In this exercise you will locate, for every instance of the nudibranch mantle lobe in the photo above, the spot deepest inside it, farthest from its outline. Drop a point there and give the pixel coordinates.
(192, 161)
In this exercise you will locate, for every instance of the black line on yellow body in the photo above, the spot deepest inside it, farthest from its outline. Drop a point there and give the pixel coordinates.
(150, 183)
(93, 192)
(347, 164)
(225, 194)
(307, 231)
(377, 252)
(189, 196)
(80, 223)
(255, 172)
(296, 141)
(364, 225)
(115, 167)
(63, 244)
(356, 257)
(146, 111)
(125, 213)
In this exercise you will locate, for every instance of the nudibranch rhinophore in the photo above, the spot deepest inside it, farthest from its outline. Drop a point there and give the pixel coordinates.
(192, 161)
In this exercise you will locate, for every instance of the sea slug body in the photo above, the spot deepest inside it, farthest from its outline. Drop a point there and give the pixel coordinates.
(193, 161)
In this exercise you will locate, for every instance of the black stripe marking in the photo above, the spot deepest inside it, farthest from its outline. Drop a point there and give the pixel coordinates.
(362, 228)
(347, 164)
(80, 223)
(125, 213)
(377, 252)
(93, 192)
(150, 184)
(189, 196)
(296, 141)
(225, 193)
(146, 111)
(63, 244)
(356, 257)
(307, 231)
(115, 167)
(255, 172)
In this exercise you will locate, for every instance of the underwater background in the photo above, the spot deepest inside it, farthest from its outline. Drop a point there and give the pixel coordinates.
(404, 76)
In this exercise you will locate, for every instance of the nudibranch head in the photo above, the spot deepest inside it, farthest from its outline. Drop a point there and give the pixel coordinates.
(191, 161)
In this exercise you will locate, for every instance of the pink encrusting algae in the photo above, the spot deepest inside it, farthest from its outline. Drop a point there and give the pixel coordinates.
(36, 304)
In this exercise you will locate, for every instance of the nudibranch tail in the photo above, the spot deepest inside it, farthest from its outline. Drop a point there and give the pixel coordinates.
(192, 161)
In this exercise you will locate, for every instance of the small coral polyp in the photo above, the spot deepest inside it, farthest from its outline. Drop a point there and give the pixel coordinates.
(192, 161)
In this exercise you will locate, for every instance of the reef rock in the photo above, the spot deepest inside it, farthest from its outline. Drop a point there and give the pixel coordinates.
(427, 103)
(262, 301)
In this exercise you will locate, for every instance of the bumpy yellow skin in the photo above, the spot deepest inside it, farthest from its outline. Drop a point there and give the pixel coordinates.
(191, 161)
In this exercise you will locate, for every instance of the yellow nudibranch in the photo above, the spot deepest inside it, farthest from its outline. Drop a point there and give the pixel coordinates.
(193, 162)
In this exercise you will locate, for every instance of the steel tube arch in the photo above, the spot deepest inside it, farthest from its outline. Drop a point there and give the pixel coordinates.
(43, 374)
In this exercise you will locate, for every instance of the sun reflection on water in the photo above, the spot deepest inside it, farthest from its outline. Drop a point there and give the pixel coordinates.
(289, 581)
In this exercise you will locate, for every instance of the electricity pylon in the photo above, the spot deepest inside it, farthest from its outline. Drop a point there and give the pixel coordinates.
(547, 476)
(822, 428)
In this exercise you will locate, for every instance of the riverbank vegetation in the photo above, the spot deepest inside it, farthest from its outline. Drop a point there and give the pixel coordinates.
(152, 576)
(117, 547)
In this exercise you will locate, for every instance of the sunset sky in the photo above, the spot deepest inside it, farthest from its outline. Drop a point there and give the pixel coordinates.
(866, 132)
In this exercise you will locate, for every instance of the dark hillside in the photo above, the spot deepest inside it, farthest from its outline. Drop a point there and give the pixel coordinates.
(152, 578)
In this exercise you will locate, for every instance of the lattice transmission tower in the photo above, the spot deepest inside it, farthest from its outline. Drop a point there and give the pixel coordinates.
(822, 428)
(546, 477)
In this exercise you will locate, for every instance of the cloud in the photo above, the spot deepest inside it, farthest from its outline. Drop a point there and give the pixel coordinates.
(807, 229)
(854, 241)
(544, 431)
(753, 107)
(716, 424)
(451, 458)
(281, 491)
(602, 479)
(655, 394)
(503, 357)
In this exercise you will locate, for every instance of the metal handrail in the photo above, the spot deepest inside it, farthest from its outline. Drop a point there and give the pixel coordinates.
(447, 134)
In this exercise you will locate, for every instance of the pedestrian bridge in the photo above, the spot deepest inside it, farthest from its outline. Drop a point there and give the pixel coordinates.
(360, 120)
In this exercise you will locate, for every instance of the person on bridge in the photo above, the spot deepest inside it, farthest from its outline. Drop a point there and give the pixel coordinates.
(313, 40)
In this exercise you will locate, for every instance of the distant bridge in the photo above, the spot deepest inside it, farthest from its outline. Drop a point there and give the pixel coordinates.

==*==

• THE PROBLEM:
Reproduce every line in full from the line containing "of the cloud" through the last line, and scale each coordinate by 0.7, rounding it to a whole number with halves rounded up.

• RESPONSE:
In this exercise you will locate, for every instance of the cloud in the photo above, the spot deepest inside it, farthest from its outline. Drop a point there and give the pixel coordinates.
(565, 160)
(598, 169)
(381, 302)
(527, 75)
(501, 297)
(316, 321)
(197, 344)
(421, 335)
(459, 276)
(352, 250)
In this exercise you will locate, for every instance of the metal handrail in the photo above, the spot deepest inside it, farthest from its outline. Drop a point there and give the pixel coordinates.
(313, 94)
In this exercise you will locate, for every instance of the pedestrian bridge in the photo above, the spot deepest inside it, farthest from its outline. Drop a point there and give the pixel coordinates.
(252, 84)
In this exercise you will locate, for every instance of the person on bridge in the photo above, the spot deepest inside it, farthest from its outline. Drop a point there and give the pixel coordinates.
(219, 28)
In this exercise you will locate, for every instance of the distant bridge in the photo above, the spot deepest inside it, farthest from its outline. Drop a point there and give the pixel coordinates.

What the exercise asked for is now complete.